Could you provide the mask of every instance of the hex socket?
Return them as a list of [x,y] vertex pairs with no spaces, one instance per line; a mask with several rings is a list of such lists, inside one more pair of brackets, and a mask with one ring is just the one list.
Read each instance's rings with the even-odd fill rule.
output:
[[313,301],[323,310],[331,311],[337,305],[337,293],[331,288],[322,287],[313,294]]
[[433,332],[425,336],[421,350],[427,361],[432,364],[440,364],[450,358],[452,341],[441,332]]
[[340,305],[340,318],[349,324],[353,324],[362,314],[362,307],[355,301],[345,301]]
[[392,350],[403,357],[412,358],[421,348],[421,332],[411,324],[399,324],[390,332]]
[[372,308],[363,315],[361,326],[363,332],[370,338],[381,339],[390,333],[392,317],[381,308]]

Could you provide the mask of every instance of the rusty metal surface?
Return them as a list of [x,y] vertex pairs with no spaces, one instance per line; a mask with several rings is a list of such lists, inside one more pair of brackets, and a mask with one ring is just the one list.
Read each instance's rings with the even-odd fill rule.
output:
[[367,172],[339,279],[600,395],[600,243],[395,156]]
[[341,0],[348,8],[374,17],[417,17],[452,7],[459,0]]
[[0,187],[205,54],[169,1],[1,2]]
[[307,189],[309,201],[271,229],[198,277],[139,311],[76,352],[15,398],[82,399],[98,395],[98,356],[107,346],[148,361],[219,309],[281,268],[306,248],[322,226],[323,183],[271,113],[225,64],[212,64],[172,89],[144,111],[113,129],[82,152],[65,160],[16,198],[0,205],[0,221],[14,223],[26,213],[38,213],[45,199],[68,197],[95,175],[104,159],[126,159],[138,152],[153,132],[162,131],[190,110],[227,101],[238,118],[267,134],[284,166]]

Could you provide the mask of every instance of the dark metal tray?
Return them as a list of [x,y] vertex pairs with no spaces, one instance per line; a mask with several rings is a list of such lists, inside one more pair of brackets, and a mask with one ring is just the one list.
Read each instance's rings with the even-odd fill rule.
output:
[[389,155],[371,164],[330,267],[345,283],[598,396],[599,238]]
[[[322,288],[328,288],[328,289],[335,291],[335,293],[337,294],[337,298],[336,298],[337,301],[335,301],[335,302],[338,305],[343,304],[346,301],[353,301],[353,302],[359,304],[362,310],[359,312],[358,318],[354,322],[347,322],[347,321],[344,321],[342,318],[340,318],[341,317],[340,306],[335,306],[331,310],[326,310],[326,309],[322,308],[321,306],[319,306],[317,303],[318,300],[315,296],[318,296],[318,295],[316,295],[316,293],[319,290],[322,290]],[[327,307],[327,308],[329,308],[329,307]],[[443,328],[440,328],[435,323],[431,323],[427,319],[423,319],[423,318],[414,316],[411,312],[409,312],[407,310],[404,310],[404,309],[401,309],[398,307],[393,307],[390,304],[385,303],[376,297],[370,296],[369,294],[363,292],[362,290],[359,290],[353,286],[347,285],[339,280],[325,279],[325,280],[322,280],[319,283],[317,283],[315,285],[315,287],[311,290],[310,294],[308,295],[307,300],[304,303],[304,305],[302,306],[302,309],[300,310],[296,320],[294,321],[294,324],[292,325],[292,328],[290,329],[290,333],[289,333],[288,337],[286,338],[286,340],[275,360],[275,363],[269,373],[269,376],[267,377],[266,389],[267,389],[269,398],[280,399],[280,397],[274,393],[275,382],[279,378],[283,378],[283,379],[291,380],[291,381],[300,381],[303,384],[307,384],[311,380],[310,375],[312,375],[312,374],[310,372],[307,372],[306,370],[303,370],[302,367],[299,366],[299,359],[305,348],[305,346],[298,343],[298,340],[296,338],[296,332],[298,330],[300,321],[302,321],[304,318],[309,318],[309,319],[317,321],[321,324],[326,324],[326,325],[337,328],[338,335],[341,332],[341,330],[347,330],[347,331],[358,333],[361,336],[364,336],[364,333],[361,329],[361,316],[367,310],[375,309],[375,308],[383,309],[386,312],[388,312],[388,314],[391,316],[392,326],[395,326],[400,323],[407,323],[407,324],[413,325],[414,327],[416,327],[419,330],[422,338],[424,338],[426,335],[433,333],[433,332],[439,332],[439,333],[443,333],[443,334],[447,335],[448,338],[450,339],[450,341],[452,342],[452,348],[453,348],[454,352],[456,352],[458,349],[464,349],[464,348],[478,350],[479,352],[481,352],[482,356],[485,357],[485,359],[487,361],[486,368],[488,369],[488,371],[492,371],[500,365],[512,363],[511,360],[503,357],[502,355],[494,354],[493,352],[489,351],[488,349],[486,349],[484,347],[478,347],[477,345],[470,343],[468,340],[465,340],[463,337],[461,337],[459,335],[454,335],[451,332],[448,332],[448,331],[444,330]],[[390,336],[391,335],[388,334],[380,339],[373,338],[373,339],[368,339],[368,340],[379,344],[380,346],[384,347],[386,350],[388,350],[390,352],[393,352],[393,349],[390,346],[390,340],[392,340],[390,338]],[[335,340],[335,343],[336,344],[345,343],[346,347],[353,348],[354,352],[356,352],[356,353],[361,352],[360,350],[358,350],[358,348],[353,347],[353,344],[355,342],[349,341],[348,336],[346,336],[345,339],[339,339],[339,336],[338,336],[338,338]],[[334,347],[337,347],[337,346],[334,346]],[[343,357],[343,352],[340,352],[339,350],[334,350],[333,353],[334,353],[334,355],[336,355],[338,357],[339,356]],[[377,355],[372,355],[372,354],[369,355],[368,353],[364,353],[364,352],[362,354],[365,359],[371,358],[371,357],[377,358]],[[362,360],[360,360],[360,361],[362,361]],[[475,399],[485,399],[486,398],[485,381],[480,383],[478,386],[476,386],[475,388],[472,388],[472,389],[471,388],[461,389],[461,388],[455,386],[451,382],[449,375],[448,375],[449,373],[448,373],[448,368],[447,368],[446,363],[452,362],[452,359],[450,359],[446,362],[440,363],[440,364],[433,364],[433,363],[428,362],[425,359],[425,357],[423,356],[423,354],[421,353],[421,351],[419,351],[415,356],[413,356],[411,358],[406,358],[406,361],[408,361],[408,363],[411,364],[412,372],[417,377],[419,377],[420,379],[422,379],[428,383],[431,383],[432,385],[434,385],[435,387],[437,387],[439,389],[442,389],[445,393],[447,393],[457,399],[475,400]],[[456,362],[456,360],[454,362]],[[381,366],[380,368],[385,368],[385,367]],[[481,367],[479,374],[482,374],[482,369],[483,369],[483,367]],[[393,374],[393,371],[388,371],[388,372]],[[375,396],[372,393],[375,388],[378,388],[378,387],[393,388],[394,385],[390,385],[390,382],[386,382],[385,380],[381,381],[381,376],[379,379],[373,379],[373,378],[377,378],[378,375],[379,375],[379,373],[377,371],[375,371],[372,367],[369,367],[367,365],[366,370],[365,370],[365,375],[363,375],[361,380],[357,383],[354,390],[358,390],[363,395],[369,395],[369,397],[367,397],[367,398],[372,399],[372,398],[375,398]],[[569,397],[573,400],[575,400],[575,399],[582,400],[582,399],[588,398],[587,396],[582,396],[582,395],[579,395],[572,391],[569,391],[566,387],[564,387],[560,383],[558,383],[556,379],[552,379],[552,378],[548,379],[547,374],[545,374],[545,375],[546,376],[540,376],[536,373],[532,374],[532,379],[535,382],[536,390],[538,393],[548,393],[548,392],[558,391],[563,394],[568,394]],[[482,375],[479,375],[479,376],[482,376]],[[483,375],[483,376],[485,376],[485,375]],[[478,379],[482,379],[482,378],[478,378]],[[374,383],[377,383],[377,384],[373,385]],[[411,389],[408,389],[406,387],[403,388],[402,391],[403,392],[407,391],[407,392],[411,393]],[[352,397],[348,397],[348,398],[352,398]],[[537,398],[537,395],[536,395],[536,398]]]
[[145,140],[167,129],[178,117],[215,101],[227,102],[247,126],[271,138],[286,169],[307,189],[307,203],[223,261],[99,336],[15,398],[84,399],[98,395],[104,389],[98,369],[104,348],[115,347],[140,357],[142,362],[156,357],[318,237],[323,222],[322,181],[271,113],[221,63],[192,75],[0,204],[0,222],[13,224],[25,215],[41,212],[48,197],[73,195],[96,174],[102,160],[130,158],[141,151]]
::::::::
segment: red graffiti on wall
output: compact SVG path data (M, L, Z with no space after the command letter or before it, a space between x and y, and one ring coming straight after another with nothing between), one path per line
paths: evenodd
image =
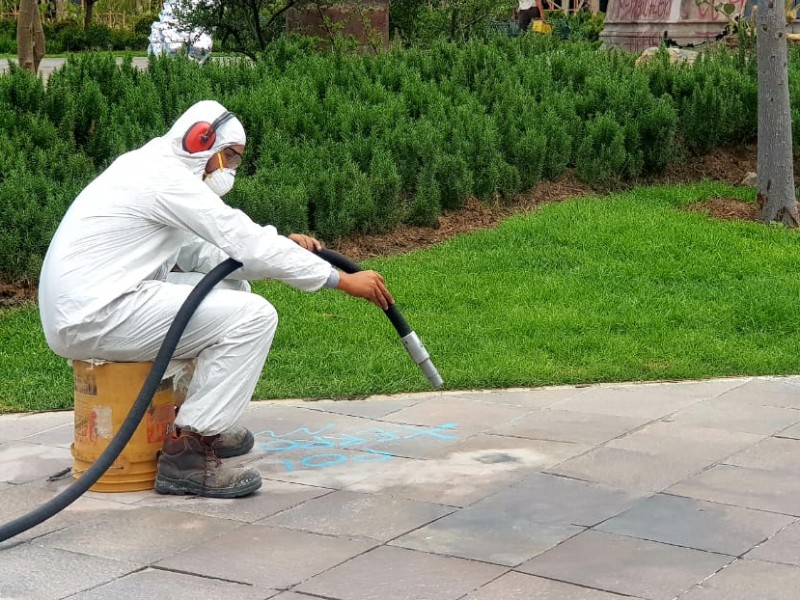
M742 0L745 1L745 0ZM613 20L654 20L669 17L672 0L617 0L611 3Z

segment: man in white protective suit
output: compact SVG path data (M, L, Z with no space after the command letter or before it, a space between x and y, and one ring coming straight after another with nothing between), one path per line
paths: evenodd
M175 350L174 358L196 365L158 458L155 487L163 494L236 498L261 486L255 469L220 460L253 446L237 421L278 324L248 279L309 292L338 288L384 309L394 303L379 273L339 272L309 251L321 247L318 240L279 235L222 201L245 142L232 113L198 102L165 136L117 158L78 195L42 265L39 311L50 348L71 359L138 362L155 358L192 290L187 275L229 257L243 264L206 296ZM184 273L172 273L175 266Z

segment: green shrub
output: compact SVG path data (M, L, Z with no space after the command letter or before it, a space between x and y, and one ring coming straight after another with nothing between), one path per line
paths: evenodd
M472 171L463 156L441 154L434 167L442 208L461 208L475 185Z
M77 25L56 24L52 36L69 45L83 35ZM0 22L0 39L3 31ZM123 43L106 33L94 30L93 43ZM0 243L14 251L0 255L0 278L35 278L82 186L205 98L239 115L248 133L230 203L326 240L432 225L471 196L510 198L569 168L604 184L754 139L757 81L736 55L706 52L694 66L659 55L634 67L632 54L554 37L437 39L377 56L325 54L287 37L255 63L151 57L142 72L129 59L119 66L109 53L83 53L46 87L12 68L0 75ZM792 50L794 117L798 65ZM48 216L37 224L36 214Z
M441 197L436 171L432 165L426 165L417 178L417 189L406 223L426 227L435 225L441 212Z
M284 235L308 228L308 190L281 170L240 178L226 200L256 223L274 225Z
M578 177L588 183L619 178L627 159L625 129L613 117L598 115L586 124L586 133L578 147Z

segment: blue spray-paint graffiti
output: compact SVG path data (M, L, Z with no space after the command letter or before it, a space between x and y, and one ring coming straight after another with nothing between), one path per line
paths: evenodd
::::::::
What the exercise asks:
Check each line above for the string "graffiti" and copy the ones that have it.

Response area:
segment: red graffiti on wall
segment: blue spray-paint graffiti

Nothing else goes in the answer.